══ Page excerpt ══
[
https://issues.apache.org/jira/browse/SOLR-2202?page=com.atlassian.jira.plugin.system.issuetabpanels:comment-tabpanel&focusedCommentId=12925473#action_12925473
]
Robert Muir edited comment on SOLR-2202 at 10/27/10 1:38 PM:
-------------------------------------------------------------
Hi Greg, these are excellent questions... I'll reply only to the localization
ones and let Uwe or others talk about the Trie stuff.
bq. First, currency parsing in Java appears locale-dependent (which obviously
makes sense.) The concern here is that the locale of the end-user performing
queries is likely not the same as the locale of the search engine. Is there
currently a standard mechanism in Solr to acquire the user's locale? What do we
do for other internationalized components?
Well, in general components are internationalized, but this is actually a
localization problem. Usually for Solr, the Solr service is not handlign the
end-users request, so its best if Locale is somehow a parameter, and the
default Locale never used at all. In other words, its up to you to figure out
how you want to determine what Locale to use, and Solr would just respect that.
bq. NumberFormat parsing fails to parse "10.00USD", or "10.00 USD", instead
relying upon the symbol. ("$10.00"). This seems like a limitation since
generally using the currency code as suffix is a locale-independent way of
specifying a monetary value, making indexing code easy to write (simply append
the currency code for the document to the value). It may very well be a good
idea to simply standardize on this approach for the purposes of indexing, and
avoid all the locale-specific issues that come up regarding currency symbols.
Its not really a limitation, it depends upon the NumberFormat in use. The one
you used for parsing is just the Locale default format for that Locale from
getCurrencyInstance... but you can supply your own
[DecimalFormat|http://download.oracle.com/javase/1.5.0/docs/api/java/text/DecimalFormat.html]
pattern too. This is a printf/scanf like pattern that can contain special
characters, particularly ¤ (\u00A4): Currency sign, replaced by currency
symbol. If doubled, replaced by international currency symbol. If present in a
pattern, the monetary decimal separator is used instead of the decimal
separator.
Ideally here, you could allow this pattern to be a parameter.
bq. The NumberFormat parsing does not yield back the currency, just the value.
It seems the currency itself still needs to be extracted somehow. Is there a
built in mechanism to do this? Currently the patch iterates over all currencies
attempting to extract the symbol or code from the value.
Right, NumberFormat parses the actual number. Really its best if the currency
ISO code (e.g. USD) itself is supplied as a parameter, because these symbols
are not unique, for example $ is used for many currencies. I think this is
what Solr should do. if the end-user application doesn't know this somehow, the
end-user application can use more sophisticated mechanisms to "guess" it,
particularly things like ICU's "CurrencyMetaInfo" allow you to supply a
"filter" based on things like region, and timeframes, to get a list of the
currencies used in that region at that time, but I think Solr should just take
the ISO code as input.
bq. How important is it that users have control over the currencies table? It
was quite useful to have the ability to define fake currencies for testing (as
is done in the example currency.xml file), it seems that if I changed the
implementation to use Java's currency table this might be a limitation if
non-testing oriented use-cases exist.
═══
▸ Goal
Extend the comment on currency handling in Solr, starting immediately after its final sentence.
══ Record extracts ══
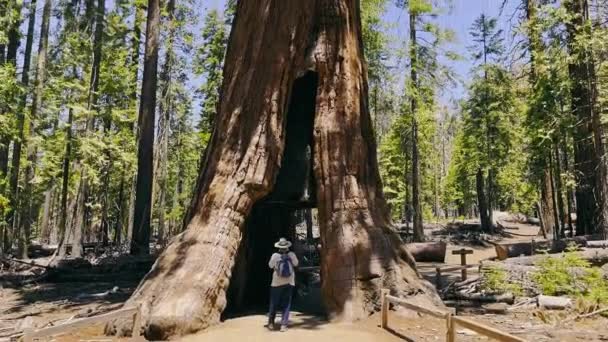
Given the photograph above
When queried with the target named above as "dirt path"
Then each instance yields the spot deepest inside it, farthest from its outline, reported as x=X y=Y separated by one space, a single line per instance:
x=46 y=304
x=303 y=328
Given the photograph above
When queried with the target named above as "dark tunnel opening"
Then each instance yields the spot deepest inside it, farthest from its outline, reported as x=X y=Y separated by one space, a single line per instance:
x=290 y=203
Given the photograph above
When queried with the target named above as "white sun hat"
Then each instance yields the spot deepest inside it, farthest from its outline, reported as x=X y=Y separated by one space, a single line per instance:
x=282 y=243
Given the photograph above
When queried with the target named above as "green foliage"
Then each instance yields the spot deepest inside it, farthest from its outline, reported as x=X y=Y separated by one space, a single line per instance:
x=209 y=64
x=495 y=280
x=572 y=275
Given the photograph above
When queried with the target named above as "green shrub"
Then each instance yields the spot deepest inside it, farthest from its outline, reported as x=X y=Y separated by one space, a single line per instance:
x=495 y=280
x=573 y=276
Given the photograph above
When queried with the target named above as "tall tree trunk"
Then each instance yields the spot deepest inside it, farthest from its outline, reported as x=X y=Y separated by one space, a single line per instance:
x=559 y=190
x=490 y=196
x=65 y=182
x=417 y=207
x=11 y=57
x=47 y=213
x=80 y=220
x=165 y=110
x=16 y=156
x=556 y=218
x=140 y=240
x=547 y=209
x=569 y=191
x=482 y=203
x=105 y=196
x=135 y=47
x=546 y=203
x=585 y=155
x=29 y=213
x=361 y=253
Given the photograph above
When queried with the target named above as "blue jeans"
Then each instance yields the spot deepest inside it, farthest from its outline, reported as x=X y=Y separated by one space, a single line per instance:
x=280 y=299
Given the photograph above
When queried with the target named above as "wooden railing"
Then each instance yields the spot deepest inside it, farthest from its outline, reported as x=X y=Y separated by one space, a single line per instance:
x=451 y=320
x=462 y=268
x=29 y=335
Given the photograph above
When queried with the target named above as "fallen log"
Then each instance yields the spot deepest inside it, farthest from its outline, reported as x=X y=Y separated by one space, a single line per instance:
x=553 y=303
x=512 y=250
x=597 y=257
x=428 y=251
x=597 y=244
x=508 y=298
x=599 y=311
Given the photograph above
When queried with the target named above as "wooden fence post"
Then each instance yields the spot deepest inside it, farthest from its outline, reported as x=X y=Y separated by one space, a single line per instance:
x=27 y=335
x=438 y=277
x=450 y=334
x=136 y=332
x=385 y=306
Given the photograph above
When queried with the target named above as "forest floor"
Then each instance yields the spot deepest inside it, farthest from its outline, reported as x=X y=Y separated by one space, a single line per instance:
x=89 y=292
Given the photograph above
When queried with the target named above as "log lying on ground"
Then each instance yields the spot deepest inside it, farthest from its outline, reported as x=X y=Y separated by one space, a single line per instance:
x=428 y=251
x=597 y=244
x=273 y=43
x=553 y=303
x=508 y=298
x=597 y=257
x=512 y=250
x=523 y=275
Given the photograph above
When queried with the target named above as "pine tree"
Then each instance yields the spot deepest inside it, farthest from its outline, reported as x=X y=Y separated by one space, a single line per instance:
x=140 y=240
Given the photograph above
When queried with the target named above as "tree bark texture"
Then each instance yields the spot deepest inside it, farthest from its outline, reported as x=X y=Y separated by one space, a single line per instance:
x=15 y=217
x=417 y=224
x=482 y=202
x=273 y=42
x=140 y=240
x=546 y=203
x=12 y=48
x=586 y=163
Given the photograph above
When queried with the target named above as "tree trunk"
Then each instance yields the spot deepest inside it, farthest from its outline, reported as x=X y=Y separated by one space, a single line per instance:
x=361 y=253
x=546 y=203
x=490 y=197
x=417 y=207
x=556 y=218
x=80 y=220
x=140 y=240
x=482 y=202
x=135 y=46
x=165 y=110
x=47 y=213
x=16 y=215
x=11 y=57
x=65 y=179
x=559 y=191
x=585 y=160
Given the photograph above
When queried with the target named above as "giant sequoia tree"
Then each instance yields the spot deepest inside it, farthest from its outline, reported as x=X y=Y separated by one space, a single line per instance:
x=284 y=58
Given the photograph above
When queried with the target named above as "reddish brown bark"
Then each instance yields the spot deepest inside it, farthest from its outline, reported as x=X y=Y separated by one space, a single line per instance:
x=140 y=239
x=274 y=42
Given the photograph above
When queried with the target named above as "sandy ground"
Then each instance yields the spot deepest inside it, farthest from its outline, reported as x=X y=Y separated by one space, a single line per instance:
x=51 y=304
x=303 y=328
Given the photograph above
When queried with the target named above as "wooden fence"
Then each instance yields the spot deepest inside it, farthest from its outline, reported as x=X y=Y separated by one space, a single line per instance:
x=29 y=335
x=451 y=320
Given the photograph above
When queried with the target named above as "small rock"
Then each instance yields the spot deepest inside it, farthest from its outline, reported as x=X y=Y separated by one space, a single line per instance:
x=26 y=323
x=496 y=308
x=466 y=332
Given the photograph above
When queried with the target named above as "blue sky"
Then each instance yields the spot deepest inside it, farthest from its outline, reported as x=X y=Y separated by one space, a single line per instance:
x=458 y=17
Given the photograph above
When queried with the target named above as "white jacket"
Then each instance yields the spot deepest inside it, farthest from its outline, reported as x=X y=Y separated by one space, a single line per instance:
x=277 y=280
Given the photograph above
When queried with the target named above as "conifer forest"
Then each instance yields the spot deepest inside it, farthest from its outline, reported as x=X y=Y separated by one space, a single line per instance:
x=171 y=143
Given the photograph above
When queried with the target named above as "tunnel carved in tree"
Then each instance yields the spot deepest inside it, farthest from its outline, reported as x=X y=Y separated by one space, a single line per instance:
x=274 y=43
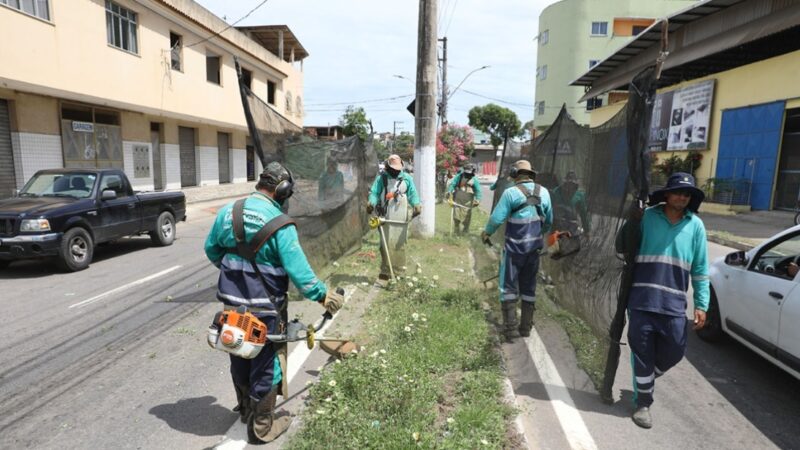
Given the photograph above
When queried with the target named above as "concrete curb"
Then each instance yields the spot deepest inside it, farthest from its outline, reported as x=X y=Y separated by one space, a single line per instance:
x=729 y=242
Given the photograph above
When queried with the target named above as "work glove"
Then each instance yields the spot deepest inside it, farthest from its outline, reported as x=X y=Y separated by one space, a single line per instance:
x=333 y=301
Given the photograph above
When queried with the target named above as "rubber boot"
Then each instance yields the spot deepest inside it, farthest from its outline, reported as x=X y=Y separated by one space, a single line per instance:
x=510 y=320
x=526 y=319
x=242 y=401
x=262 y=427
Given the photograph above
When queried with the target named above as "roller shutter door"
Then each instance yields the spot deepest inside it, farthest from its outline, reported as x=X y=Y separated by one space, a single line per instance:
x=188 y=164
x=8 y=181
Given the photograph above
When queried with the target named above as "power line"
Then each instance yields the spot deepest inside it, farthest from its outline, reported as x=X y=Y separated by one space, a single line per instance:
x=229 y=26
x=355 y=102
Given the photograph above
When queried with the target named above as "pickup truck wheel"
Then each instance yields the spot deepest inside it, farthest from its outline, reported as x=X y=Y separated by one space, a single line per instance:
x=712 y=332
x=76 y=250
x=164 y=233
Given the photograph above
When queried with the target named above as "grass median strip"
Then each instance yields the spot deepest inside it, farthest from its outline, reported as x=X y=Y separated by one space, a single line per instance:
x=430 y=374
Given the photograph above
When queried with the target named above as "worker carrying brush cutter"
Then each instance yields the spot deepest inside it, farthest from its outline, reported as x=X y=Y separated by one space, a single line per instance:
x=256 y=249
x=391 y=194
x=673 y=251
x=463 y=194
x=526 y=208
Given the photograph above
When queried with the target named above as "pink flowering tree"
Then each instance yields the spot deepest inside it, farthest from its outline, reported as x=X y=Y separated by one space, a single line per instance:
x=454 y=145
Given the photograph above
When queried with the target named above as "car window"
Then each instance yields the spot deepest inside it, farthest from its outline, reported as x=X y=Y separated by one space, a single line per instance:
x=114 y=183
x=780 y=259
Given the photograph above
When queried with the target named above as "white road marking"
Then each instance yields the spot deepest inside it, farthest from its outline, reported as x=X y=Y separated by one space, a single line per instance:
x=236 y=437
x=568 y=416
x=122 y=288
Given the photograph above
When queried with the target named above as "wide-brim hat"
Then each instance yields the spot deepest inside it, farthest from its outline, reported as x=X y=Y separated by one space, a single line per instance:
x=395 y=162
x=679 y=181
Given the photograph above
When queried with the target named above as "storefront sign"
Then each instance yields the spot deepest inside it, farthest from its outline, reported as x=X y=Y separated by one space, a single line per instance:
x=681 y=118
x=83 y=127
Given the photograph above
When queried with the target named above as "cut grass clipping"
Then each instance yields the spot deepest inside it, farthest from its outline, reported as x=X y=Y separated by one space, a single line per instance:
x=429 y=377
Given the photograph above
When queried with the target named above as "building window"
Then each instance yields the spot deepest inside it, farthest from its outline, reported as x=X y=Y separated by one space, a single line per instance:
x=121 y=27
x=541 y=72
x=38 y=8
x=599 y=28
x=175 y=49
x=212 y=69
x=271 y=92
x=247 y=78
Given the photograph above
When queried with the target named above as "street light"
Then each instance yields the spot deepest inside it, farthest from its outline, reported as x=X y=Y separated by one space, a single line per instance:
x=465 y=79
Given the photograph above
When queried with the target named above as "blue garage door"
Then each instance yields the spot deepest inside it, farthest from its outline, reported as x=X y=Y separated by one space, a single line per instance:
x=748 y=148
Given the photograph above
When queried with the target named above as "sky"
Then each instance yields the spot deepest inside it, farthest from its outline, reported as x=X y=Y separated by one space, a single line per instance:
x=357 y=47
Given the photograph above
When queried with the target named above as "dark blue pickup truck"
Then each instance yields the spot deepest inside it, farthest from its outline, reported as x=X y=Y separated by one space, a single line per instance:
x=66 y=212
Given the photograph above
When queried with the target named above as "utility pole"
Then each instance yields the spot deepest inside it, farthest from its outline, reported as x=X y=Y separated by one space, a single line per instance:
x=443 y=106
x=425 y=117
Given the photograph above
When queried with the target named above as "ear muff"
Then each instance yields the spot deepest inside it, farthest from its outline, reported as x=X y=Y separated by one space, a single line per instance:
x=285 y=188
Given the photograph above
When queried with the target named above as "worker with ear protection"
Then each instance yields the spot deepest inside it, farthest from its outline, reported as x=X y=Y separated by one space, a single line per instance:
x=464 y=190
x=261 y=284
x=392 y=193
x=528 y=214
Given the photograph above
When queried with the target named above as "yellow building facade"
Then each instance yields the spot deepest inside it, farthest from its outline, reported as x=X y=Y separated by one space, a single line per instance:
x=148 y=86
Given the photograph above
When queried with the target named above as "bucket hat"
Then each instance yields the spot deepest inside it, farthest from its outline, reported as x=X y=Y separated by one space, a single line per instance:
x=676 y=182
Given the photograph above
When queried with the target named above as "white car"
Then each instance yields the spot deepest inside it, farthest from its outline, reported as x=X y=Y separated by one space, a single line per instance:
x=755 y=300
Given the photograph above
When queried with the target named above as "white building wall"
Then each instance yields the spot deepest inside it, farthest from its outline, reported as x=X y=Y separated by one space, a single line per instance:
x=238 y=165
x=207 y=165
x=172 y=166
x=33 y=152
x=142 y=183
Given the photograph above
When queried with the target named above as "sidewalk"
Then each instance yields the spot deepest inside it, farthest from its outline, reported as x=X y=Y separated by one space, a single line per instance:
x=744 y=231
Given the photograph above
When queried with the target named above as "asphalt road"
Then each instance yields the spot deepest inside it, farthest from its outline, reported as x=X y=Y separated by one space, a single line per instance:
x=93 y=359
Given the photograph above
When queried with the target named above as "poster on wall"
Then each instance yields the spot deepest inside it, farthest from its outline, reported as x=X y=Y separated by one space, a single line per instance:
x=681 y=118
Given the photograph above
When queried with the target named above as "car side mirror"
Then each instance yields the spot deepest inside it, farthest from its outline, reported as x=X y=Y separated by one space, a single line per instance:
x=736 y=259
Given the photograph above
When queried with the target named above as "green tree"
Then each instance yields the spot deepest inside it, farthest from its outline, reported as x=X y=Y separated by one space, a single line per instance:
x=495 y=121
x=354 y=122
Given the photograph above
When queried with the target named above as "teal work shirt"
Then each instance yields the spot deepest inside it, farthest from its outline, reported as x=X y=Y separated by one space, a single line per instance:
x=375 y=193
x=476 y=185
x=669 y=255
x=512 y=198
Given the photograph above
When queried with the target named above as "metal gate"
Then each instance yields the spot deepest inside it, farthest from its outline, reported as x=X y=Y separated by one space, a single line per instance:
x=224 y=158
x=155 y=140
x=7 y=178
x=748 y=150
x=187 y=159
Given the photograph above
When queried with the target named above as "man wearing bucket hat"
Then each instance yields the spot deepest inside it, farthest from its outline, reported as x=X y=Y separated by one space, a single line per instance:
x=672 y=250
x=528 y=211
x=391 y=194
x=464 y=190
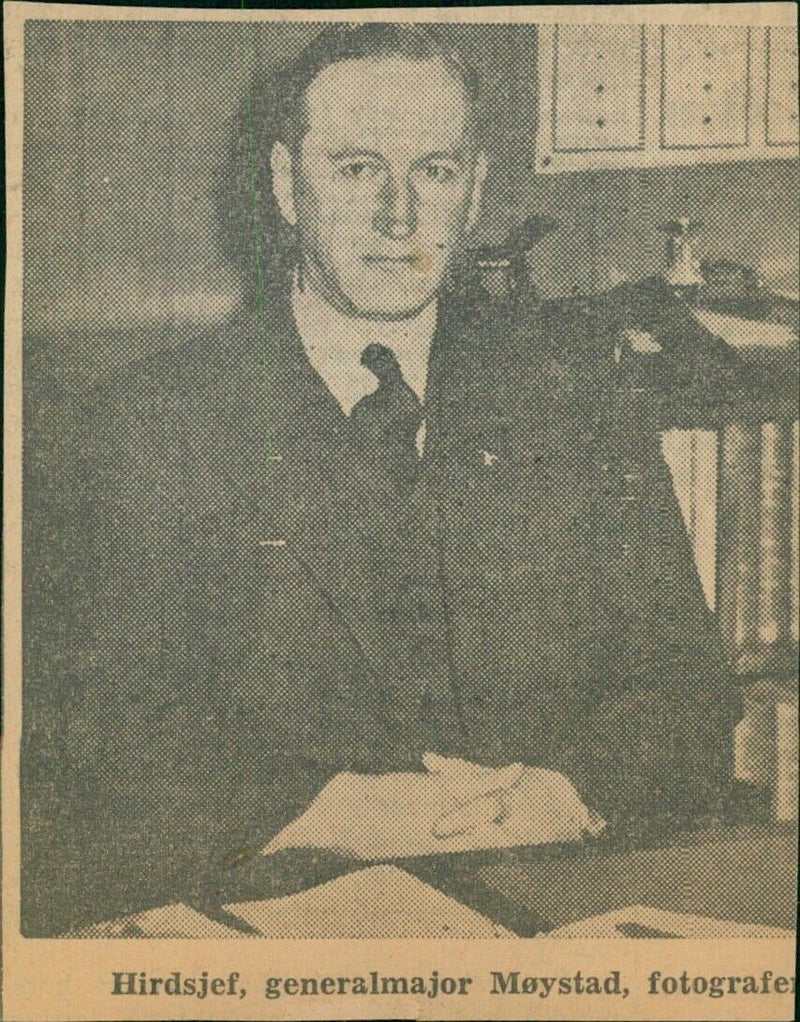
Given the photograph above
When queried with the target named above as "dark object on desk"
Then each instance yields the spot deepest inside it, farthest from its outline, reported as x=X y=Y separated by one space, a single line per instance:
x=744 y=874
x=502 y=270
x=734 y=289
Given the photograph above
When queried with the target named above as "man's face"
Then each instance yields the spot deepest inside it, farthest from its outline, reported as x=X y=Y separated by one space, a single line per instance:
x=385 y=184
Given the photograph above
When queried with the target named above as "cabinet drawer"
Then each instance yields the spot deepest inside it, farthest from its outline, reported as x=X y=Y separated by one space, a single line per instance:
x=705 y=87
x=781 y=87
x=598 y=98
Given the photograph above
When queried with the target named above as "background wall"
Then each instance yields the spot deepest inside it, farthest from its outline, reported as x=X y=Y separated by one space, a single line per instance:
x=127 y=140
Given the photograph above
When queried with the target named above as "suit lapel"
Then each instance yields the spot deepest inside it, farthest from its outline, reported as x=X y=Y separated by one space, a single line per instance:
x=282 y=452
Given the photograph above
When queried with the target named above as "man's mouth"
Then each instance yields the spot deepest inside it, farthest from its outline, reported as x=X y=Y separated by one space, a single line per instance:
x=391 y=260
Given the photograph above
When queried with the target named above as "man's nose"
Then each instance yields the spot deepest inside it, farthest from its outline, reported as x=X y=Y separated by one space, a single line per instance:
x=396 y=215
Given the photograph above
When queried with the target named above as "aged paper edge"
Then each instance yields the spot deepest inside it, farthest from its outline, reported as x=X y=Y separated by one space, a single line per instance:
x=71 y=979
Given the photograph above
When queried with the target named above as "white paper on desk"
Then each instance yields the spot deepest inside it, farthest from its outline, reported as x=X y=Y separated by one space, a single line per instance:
═══
▸ Task output
I don't think its import to have fake currencies, but such things can be done
with the Locale SPI ... I think. I think we could just use real currencies for
testing.
was (Author: rcmuir):
Hi Greg, these are excellent questions... I'll reply only to the
localization ones and let Uwe or others talk about the Trie stuff.
bq. First, currency parsing in Java appears locale-dependent (which obviously
makes sense.) The concern here is that the locale of the end-user performing
queries is likely not the same as the locale of the search engine. Is there
currently a standard mechanism in Solr to acquire the user's locale? What do we
do for other internationalized components?
Well, in general components are internationalized, but this is actually a
localization problem. Usually for Solr, the Solr service is not handlign the
end-users request, so its best if Locale is somehow a parameter, and the
default Locale never used at all. In other words, its up to you to figure out
how you want to determine what Locale to use, and Solr would just respect that.
bq. NumberFormat parsing fails to parse "10.00USD", or "10.00 USD", instead
relying upon the symbol. ("$10.00"). This seems like a limitation since
generally using the currency code as suffix is a locale-independent way of
specifying a monetary value, making indexing code easy to write (simply append
the currency code for the document to the value). It may very well be a good
idea to simply standardize on this approach for the purposes of indexing, and
avoid all the locale-specific issues that come up regarding currency symbols.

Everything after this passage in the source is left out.